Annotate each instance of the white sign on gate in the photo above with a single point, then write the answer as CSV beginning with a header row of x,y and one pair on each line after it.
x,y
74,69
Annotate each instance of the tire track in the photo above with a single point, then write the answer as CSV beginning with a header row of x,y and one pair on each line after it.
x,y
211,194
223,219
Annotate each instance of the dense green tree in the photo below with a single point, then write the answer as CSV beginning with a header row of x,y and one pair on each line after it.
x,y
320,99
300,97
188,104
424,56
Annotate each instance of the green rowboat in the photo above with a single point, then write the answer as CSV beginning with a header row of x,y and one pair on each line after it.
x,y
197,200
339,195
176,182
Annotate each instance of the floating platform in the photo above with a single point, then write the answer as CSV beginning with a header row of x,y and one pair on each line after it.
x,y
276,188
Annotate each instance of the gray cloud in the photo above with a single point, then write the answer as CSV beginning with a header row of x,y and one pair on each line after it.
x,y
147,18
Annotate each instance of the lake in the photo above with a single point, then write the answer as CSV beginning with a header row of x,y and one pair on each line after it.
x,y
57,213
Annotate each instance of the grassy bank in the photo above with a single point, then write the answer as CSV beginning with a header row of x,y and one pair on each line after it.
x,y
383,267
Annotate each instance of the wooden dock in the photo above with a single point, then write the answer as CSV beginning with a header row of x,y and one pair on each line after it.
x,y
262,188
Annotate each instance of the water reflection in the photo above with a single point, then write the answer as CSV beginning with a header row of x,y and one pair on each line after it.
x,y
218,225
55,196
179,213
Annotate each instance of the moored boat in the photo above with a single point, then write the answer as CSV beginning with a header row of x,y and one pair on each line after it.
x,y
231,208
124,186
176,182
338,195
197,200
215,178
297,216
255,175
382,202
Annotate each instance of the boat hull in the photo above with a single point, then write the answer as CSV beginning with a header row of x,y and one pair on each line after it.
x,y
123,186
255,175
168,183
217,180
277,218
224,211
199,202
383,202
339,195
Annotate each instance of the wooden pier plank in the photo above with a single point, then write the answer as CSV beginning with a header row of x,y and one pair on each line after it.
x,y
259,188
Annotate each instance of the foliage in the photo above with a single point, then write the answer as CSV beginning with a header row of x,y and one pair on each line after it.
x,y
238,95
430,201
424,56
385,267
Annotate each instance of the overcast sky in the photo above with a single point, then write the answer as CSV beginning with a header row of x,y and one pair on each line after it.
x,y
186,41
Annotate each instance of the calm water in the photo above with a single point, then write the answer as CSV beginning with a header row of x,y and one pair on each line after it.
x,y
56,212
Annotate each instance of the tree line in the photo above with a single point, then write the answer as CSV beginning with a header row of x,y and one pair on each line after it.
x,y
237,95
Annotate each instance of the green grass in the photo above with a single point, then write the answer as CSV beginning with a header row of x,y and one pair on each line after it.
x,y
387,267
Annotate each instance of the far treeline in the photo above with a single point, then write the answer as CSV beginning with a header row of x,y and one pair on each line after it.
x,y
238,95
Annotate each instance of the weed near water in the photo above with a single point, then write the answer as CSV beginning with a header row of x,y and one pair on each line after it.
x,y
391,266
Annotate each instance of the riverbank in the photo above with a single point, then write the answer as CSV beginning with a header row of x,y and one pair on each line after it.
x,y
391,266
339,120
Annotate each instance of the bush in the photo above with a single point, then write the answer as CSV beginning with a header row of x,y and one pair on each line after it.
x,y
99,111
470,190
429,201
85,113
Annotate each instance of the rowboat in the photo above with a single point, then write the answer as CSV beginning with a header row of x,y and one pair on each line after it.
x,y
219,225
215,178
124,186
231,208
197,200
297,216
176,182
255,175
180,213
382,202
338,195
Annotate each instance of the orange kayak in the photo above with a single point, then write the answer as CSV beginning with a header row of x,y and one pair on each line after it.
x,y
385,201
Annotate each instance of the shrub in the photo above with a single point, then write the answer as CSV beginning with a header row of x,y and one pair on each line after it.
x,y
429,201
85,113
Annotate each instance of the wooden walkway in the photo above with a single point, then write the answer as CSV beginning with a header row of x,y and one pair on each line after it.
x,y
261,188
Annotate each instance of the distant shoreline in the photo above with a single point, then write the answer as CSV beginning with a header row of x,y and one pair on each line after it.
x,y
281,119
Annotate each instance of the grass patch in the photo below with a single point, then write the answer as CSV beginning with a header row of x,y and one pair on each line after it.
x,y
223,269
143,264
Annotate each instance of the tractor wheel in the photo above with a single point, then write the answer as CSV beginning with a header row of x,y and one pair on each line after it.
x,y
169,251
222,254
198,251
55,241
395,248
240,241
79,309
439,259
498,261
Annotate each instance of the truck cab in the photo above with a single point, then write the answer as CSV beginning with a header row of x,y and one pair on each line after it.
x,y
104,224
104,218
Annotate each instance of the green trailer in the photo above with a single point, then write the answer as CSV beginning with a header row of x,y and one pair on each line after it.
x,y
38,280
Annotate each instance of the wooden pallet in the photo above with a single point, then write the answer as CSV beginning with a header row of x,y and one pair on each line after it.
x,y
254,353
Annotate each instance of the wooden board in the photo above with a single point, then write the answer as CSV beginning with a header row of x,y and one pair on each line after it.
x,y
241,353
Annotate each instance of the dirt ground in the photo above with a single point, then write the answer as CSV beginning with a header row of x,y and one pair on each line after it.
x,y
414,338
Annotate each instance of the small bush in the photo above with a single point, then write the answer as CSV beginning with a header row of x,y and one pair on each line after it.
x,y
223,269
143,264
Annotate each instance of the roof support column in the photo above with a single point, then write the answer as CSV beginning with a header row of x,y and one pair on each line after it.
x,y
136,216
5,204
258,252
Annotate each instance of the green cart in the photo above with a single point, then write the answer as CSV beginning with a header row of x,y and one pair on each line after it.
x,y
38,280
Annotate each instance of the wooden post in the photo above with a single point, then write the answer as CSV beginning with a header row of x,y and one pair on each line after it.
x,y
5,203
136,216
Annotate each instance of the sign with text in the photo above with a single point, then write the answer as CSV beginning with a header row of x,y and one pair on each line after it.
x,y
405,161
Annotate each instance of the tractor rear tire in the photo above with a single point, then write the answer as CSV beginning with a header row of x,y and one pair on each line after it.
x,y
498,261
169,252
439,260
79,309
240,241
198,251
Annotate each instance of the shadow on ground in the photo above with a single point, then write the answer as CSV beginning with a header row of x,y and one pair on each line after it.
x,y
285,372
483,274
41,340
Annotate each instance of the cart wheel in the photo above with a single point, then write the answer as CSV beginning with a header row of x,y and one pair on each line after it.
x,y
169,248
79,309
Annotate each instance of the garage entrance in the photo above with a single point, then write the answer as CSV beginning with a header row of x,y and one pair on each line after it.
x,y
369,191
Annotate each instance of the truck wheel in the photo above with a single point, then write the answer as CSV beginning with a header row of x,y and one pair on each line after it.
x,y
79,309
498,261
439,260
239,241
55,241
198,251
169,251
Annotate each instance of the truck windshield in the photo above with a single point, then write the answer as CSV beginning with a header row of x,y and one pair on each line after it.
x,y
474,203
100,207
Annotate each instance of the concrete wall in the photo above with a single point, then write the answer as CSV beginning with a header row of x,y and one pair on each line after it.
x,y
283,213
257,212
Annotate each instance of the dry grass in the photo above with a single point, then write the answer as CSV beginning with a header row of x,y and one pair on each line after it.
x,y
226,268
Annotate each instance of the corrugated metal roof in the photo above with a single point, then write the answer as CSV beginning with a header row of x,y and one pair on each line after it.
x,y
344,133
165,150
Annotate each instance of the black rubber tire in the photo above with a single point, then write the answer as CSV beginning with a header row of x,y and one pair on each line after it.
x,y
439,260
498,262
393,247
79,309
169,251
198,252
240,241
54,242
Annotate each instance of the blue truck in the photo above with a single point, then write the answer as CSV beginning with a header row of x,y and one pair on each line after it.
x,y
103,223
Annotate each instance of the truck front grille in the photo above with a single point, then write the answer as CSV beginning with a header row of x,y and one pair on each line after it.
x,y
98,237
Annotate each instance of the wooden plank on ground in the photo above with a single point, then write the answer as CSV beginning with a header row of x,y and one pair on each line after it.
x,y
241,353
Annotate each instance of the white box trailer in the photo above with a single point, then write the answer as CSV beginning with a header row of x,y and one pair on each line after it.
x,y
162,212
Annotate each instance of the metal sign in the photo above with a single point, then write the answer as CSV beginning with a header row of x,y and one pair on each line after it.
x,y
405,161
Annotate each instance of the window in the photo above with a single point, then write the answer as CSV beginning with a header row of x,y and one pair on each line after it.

=-=-=-=-=

Written exercise: Nothing but the lines from the one with "Annotate each instance of the truck windshield" through the last line should be repeated, each exactly as it stands.

Result of the task:
Annotate each instance of the truck windshield in the photo above with a single point, then write the answer as CSV beginning with a header row of x,y and one pair on each line after it.
x,y
474,203
100,207
Annotate each instance of the concrete wall in the photo above with a single point, then write the answer as CSV beginning with a header row of x,y and one pair on each line after it.
x,y
283,213
257,212
Annotate each instance of the dry grass in the photo above with a single point, then write the answer as CSV beginning with a header row of x,y and one pair on each line after it.
x,y
226,268
Annotate each instance of the corrugated metal roof in the photo above with a single point, then write the answer as CSV beginning with a header row of x,y and one pair on each line after it.
x,y
344,133
165,150
Annotate each instance of the black rubber tire in the photo above with a single point, then write the answer as CSV beginning with a header row of x,y and one pair on each line after it.
x,y
439,260
498,262
393,247
79,309
169,251
198,252
240,241
54,242
Annotate each instance of the blue truck in the photo above with a single point, then write the answer as CSV beginning with a header row of x,y and one pair on each line after it.
x,y
103,223
Annotate each instance of the truck front grille in the photo above with a single point, then write the answer as CSV beginning with a header row of x,y and one pair on each line after it.
x,y
98,237
Annotate each instance of the wooden plank on ground in the photo above with a single point, then write the answer as CSV beginning with a header row of x,y and one pair on each line after it.
x,y
241,353
Annotate each instance of the white box trailer in the photo above with a single point, then write the answer as CSV beginning with a header row of x,y and one pair on each line after it.
x,y
162,212
Annotate each instance of the metal sign in the photo above with a single point, then write the answer as CSV beginning with a header row of x,y and one pair on each line after it.
x,y
405,161
Annotate each instance of the window in the photo above with a single point, then write the answer as CSV beginning with a header row of x,y and one pair on each line after it.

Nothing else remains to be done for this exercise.